(Stored items)
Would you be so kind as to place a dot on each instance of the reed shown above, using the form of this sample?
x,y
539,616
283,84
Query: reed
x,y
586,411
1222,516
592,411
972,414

| WHAT TO PRODUCE |
Please transcribe the data shown above in full, exactly as it stands.

| RESPONSE TO THIS EXERCISE |
Would you be so kind as to place a dot on each instance of the reed shown above, using the form of this sample?
x,y
539,616
283,84
Query: reed
x,y
586,411
1222,516
592,411
972,414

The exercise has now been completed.